Below are records. Copy every line with "positive" in it.

START Working data

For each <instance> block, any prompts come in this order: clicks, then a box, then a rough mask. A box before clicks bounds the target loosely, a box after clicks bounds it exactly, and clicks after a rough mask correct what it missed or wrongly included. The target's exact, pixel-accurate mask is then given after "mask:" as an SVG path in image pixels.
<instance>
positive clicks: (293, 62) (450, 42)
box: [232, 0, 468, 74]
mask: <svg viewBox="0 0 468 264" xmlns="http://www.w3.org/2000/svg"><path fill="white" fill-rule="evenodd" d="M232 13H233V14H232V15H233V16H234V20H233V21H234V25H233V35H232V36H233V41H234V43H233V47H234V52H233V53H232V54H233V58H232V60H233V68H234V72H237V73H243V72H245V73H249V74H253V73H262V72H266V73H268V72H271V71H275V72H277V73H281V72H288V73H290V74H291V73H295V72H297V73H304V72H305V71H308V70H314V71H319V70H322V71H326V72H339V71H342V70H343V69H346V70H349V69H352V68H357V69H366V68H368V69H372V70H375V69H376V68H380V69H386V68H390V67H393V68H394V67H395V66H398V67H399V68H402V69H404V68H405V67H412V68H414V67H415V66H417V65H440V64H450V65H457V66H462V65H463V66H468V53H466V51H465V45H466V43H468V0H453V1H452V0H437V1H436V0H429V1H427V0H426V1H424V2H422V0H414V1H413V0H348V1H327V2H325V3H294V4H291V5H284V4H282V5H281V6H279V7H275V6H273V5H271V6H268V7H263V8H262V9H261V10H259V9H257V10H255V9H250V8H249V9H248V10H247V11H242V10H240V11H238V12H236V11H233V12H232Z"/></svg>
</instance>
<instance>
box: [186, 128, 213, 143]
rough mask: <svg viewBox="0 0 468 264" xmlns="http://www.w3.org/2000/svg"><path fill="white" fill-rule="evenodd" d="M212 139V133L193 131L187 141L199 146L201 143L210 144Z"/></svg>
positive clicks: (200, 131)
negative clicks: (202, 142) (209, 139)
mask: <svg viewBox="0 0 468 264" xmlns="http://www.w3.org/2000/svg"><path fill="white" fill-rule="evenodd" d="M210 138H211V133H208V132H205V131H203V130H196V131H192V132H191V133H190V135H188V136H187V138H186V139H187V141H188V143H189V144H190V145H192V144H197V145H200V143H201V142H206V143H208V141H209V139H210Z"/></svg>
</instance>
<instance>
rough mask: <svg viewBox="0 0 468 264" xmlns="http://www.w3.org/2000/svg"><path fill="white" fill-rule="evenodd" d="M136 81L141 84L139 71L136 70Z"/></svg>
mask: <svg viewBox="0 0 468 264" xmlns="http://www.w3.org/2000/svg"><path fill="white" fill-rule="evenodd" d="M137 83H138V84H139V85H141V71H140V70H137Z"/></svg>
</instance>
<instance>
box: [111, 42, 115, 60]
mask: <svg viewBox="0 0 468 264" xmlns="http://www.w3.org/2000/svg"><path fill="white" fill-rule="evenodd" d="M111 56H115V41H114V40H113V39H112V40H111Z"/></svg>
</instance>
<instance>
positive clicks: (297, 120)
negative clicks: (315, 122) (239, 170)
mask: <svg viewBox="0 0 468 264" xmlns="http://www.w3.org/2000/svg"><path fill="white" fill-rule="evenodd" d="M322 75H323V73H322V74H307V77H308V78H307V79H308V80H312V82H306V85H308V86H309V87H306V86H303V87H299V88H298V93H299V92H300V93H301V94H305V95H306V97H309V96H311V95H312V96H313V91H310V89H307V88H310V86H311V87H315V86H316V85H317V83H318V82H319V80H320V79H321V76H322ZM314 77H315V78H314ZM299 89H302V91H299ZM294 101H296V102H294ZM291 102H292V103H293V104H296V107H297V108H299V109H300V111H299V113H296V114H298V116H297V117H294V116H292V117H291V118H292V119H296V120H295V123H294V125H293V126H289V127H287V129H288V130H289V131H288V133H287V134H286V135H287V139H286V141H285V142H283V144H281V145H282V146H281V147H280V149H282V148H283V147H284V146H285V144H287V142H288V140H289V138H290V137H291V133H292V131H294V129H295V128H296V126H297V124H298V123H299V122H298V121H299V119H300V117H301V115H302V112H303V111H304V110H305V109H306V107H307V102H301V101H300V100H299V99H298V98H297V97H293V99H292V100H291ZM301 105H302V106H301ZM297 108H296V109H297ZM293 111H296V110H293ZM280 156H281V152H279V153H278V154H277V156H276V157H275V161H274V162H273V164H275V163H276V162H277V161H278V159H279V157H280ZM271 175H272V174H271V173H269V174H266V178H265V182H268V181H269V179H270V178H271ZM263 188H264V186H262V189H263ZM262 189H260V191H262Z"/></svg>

END Working data

Result of the exercise =>
positive clicks: (293, 62) (450, 42)
positive clicks: (200, 131)
positive clicks: (297, 120)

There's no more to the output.